§ **DATASET ENTRIES**
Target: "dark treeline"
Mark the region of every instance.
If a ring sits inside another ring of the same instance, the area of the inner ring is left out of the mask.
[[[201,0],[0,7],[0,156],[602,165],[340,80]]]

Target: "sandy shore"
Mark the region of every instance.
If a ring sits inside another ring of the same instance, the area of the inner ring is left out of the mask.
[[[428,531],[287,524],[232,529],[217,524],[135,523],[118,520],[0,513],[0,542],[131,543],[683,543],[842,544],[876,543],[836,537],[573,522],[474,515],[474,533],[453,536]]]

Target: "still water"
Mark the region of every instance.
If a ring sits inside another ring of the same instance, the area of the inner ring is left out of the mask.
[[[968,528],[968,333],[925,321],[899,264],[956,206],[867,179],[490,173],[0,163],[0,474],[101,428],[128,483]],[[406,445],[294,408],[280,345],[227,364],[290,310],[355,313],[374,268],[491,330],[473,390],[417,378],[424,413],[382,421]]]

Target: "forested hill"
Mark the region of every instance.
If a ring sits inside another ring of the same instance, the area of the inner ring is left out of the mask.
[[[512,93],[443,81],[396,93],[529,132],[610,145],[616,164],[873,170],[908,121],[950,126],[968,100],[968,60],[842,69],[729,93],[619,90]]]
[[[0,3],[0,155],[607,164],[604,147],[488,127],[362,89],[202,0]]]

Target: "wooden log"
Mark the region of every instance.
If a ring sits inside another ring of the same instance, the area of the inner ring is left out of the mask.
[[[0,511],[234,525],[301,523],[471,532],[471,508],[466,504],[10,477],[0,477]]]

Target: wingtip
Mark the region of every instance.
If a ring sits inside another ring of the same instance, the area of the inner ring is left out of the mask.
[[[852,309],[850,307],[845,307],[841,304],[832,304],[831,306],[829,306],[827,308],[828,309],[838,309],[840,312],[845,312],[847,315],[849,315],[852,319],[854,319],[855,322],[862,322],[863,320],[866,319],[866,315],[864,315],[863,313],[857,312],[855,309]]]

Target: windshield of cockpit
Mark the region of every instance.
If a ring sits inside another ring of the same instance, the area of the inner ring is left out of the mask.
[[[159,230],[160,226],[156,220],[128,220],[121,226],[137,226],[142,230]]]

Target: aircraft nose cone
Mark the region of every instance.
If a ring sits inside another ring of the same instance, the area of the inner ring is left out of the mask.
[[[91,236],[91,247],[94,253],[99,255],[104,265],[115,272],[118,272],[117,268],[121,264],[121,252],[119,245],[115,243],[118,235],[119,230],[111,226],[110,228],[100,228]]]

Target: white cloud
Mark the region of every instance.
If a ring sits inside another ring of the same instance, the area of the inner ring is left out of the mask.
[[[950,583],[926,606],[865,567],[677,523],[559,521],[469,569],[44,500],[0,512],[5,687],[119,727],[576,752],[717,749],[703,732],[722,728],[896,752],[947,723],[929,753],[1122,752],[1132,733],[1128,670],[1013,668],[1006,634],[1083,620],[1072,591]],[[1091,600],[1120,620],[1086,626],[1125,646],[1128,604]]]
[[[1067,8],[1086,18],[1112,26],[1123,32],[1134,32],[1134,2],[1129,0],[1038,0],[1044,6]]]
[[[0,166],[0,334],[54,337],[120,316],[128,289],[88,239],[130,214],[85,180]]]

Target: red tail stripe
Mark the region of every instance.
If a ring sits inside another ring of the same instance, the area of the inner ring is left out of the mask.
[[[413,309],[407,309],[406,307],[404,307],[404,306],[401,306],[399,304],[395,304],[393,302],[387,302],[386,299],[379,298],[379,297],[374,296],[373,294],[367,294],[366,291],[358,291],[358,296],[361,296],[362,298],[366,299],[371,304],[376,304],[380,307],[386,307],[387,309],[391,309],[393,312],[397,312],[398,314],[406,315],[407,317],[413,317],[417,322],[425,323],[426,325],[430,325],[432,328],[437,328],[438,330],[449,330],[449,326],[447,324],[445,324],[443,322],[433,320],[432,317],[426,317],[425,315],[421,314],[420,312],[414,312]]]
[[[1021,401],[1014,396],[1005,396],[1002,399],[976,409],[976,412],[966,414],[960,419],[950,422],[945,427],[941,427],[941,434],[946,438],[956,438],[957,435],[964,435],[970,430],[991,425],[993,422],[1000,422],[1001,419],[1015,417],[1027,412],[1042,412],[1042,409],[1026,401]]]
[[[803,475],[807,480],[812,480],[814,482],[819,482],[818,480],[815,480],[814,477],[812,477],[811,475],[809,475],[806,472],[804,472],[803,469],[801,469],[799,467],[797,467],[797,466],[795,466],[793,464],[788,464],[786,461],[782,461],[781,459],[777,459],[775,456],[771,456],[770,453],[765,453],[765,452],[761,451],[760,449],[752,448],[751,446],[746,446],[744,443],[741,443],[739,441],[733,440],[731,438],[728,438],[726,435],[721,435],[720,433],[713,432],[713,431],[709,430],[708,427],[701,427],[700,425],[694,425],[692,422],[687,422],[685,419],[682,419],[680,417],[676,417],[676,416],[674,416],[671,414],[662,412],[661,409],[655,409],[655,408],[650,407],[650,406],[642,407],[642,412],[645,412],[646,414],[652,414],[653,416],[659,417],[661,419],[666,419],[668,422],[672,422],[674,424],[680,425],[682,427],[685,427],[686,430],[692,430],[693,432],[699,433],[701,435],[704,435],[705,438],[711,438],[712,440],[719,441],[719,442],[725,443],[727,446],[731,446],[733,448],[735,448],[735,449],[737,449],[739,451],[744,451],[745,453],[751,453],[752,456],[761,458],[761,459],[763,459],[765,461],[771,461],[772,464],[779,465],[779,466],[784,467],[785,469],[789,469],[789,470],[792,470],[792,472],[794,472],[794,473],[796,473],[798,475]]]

§ **EXERCISE DETAILS**
Rewrite the listing from its start through the line with "[[[0,3],[0,155],[607,164],[604,147],[488,127],[362,89],[202,0]]]", both ends included, repeating every line along with the requests. Multiply each polygon coordinate in the answers by 0.9 and round it to a whole number, with halves rounded up.

§ **THE SOLUTION**
Target: "dark treeline"
Mark the region of every instance.
If a ring sits inside another ring of the same instance, the area of the inner ring is left out of the mask.
[[[181,0],[0,6],[0,140],[542,149],[306,72]]]

Target: "sandy shore"
Mark the region of every instance.
If a ring sits inside another ring of the same instance, the area of the inner ring is left out of the mask.
[[[385,478],[258,472],[209,476],[195,472],[122,471],[106,468],[0,462],[0,488],[118,489],[615,489],[758,490],[788,489],[752,483],[516,470],[427,464],[427,480],[408,482]]]

Target: "still water"
Mark the region of every instance.
If a ring sits inside another ring of the same instance, the area of the inner ring is left out of the mask.
[[[871,475],[871,300],[833,289],[809,238],[860,185],[780,161],[441,156],[0,147],[0,427],[91,385],[115,435]],[[365,401],[265,367],[252,311],[204,328],[261,279],[320,282],[337,241],[442,297],[426,351],[375,340],[382,372],[344,379]]]

Target: "forested hill"
Mark the region of every instance.
If a ring sits inside another ring of the same instance, the area of the inner ring is left out of the mask.
[[[461,84],[399,73],[356,84],[476,119],[549,131],[554,148],[786,153],[817,109],[855,113],[871,90],[871,54],[758,62],[656,84],[557,81]]]
[[[0,3],[0,140],[546,148],[544,132],[439,114],[326,80],[182,0]]]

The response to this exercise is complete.